LISTED RECORDS:
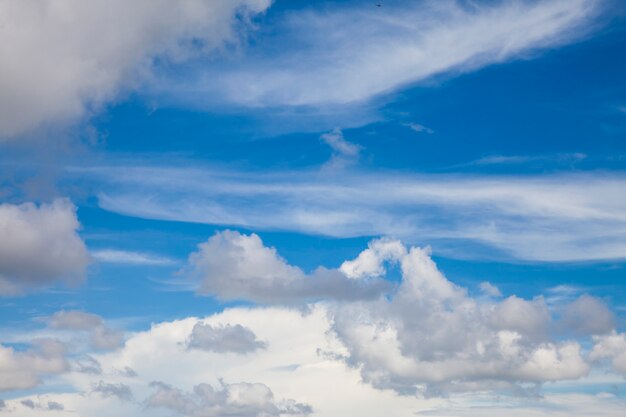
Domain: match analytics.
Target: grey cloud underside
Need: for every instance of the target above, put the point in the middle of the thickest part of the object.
(120, 391)
(222, 339)
(551, 218)
(346, 55)
(22, 370)
(100, 336)
(232, 266)
(238, 400)
(40, 246)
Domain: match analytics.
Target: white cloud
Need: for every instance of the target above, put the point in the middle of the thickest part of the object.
(130, 258)
(222, 339)
(40, 246)
(490, 289)
(351, 54)
(240, 399)
(100, 336)
(21, 370)
(613, 347)
(588, 315)
(548, 218)
(233, 266)
(419, 128)
(61, 60)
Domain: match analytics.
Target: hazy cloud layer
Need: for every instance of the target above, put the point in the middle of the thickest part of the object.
(433, 338)
(238, 400)
(23, 369)
(100, 336)
(548, 218)
(349, 54)
(40, 246)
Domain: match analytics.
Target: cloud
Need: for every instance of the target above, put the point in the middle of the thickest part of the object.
(130, 258)
(22, 370)
(490, 289)
(222, 339)
(59, 62)
(55, 406)
(40, 246)
(239, 400)
(588, 315)
(431, 338)
(613, 347)
(419, 128)
(546, 218)
(233, 266)
(120, 391)
(351, 54)
(100, 336)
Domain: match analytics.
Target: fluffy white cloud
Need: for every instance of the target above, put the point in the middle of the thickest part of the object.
(39, 246)
(240, 399)
(613, 347)
(588, 315)
(351, 54)
(100, 336)
(233, 266)
(20, 370)
(431, 337)
(548, 218)
(61, 60)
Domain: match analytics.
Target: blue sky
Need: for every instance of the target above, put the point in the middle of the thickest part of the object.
(229, 205)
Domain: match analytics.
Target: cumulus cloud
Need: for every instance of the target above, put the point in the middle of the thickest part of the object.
(40, 246)
(222, 339)
(489, 289)
(547, 218)
(350, 54)
(100, 336)
(24, 369)
(234, 266)
(613, 347)
(60, 61)
(431, 337)
(239, 400)
(588, 315)
(120, 391)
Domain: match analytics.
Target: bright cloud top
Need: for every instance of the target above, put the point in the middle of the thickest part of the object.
(40, 246)
(352, 54)
(538, 218)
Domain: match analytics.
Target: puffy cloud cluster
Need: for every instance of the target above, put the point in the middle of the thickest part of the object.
(233, 266)
(613, 347)
(431, 337)
(238, 400)
(60, 60)
(21, 370)
(222, 339)
(39, 246)
(100, 336)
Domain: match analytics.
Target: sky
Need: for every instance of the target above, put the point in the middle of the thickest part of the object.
(257, 208)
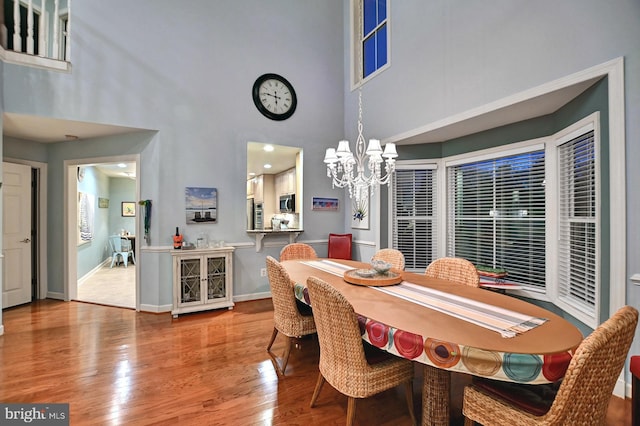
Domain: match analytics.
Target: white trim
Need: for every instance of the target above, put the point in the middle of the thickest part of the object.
(10, 57)
(43, 233)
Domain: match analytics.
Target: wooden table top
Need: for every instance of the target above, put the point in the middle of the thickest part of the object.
(555, 336)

TASK PROMPT: Extract every line from the rows above that contains the string "cloud", treating uppercase and lowercase as distinct.

FULL OUTPUT:
Target: grey cloud underside
Target: white cloud
Target: hazy cloud layer
Target: cloud
Target: fluffy white cloud
Target: cumulus cloud
Target: bright cloud top
Target: puffy cloud cluster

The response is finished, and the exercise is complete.